(Image point grounding data)
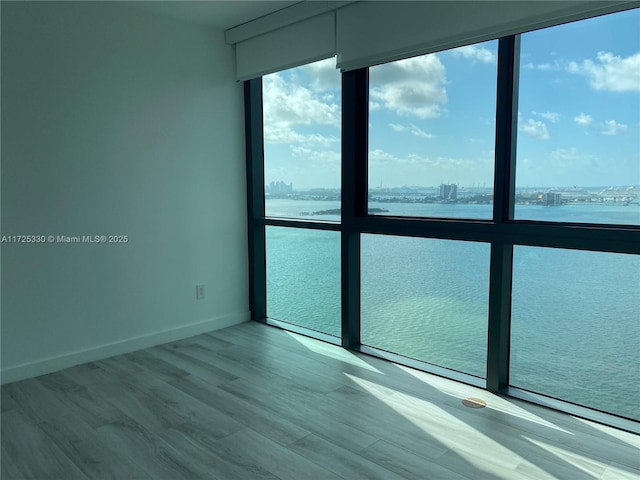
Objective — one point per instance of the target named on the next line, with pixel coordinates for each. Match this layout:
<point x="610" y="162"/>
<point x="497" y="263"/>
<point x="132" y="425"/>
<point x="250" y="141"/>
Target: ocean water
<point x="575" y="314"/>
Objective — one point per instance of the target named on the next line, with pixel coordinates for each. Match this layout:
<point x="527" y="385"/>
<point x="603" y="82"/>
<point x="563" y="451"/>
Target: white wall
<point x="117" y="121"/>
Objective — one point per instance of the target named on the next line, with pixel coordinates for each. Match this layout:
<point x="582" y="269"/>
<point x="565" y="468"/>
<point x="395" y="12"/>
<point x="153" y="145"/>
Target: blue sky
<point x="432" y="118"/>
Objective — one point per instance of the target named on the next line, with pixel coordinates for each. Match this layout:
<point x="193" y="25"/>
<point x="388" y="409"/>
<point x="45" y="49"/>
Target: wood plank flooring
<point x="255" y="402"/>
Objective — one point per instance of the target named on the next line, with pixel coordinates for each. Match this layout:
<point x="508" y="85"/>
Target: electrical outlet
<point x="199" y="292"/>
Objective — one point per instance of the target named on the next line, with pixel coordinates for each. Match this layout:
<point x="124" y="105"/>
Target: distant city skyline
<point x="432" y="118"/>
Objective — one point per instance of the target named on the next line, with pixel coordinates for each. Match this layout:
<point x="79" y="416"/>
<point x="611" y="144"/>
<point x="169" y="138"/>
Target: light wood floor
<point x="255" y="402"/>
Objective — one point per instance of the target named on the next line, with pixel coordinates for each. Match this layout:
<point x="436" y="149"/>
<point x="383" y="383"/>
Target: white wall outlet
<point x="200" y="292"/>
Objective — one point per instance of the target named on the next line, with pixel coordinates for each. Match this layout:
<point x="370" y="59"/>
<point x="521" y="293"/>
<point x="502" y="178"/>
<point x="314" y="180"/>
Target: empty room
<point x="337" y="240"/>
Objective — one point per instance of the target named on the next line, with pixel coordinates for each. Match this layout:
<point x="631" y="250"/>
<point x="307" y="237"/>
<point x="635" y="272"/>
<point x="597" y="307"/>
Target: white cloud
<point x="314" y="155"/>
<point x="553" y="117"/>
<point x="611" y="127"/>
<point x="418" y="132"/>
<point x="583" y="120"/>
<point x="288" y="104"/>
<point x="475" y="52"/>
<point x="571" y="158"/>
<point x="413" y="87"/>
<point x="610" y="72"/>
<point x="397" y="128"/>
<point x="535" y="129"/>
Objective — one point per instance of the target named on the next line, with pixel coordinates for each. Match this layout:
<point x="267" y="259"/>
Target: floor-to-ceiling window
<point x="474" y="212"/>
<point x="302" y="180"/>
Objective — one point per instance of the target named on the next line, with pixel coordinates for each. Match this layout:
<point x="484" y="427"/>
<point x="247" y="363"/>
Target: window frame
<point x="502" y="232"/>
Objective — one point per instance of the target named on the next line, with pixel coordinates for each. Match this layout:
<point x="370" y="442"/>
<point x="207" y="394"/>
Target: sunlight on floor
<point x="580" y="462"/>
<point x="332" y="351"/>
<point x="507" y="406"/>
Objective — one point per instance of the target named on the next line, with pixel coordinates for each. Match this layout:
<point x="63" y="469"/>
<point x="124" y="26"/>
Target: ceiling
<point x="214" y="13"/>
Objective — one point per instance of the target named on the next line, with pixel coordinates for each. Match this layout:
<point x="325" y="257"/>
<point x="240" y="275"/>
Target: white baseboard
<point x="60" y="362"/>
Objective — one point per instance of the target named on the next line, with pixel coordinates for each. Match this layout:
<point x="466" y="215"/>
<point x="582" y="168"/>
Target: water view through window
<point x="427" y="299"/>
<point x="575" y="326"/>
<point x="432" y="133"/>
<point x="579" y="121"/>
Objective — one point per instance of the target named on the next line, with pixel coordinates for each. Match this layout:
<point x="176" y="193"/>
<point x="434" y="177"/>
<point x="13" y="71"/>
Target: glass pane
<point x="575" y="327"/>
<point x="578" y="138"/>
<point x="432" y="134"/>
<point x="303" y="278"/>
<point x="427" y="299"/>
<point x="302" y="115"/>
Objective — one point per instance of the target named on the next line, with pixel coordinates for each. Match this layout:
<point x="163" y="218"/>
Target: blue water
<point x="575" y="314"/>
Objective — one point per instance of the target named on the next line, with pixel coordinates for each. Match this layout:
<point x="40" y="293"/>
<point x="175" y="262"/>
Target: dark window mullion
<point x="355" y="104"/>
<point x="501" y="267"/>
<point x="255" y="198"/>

* **What to do**: The records above must be returned exactly, with each picture omitted.

* **Response below**:
Objective — one point per instance of the target named on the next line, with pixel coordinates for each. Match this layout:
<point x="610" y="162"/>
<point x="497" y="263"/>
<point x="132" y="425"/>
<point x="250" y="141"/>
Target: ocean water
<point x="575" y="314"/>
Objective — one point per instance of the target named on the next line, with pixel coordinates for each. Match this layout:
<point x="527" y="385"/>
<point x="603" y="82"/>
<point x="563" y="451"/>
Target: white wall
<point x="117" y="121"/>
Objective — one point per instance of the target named on the next line, with pixel coordinates for each. Match this layout:
<point x="582" y="269"/>
<point x="565" y="468"/>
<point x="395" y="12"/>
<point x="153" y="145"/>
Target: blue sky
<point x="432" y="118"/>
Objective — one point per instance of the target named on the next line, with pixel coordinates for each. Match this layout:
<point x="193" y="25"/>
<point x="388" y="409"/>
<point x="45" y="49"/>
Target: wood plank flooring
<point x="255" y="402"/>
Objective — one point per instance of the target named on the next line, with pixel coordinates for each. Match this layout:
<point x="508" y="85"/>
Target: electrical outlet
<point x="199" y="292"/>
Objective — one point per instance of the target named on the next line, with pixel coordinates for each. Match this layout:
<point x="124" y="105"/>
Target: distant city skyline
<point x="432" y="118"/>
Objective — one point per instance of the target named on the next line, with pixel coordinates for each. Match this layout:
<point x="79" y="416"/>
<point x="611" y="144"/>
<point x="169" y="138"/>
Target: light wood floor
<point x="255" y="402"/>
Objective — one point per instance of the target named on the next line, with pixel coordinates for each. Match this layout:
<point x="436" y="149"/>
<point x="383" y="383"/>
Target: white wall outlet
<point x="200" y="292"/>
Objective — one point per instance of the target named on the next line, with pixel coordinates for each. Match this layout:
<point x="370" y="59"/>
<point x="521" y="293"/>
<point x="502" y="178"/>
<point x="314" y="180"/>
Target: empty room
<point x="337" y="240"/>
Objective — one point per instance of the target named on the next line, with pixel coordinates for each. Match this layout:
<point x="631" y="250"/>
<point x="307" y="237"/>
<point x="635" y="272"/>
<point x="597" y="307"/>
Target: white cloud
<point x="314" y="155"/>
<point x="553" y="117"/>
<point x="611" y="127"/>
<point x="418" y="132"/>
<point x="583" y="120"/>
<point x="288" y="104"/>
<point x="475" y="52"/>
<point x="571" y="158"/>
<point x="413" y="87"/>
<point x="610" y="72"/>
<point x="397" y="128"/>
<point x="535" y="129"/>
Objective — one point per instance of the target named on the next line, with pixel coordinates for each. Match this layout:
<point x="267" y="259"/>
Target: floor-to-ceiling window
<point x="474" y="212"/>
<point x="302" y="180"/>
Objective — one point per instance of the target named on the next line, with pixel coordinates for each. Match this layout:
<point x="484" y="427"/>
<point x="247" y="363"/>
Target: window frame
<point x="502" y="232"/>
Objective — one point per instance of the target named on the next line, with pixel coordinates for each. Match this layout:
<point x="370" y="442"/>
<point x="207" y="394"/>
Target: sunlight on floor
<point x="580" y="462"/>
<point x="332" y="351"/>
<point x="507" y="406"/>
Objective — one point per instance of the target named on the next line, with pixel coordinates for each. Match this layout:
<point x="63" y="469"/>
<point x="124" y="26"/>
Target: ceiling
<point x="214" y="13"/>
Objective — one point per instance of the target named on the next line, with pixel coordinates for each. Match this layout:
<point x="325" y="257"/>
<point x="240" y="275"/>
Target: white baseboard
<point x="60" y="362"/>
Objective — one point per instance of the target named on the next line, with pixel coordinates for each. Match this layout:
<point x="466" y="215"/>
<point x="582" y="168"/>
Target: water view through window
<point x="427" y="299"/>
<point x="575" y="326"/>
<point x="432" y="133"/>
<point x="579" y="121"/>
Objective — one point per instance of the target named on the next line, with pixel coordinates for each. Match this layout:
<point x="176" y="193"/>
<point x="434" y="177"/>
<point x="13" y="71"/>
Target: glass pane
<point x="575" y="327"/>
<point x="578" y="138"/>
<point x="432" y="134"/>
<point x="303" y="278"/>
<point x="427" y="299"/>
<point x="302" y="115"/>
Objective — one point per instance of the target named on the next line, with pixel coordinates for each. Match this layout:
<point x="163" y="218"/>
Target: blue water
<point x="575" y="314"/>
Objective — one point per instance of the target named on the next line, with pixel coordinates for each. Match this layout:
<point x="40" y="293"/>
<point x="175" y="262"/>
Target: dark window mullion
<point x="355" y="104"/>
<point x="501" y="267"/>
<point x="255" y="198"/>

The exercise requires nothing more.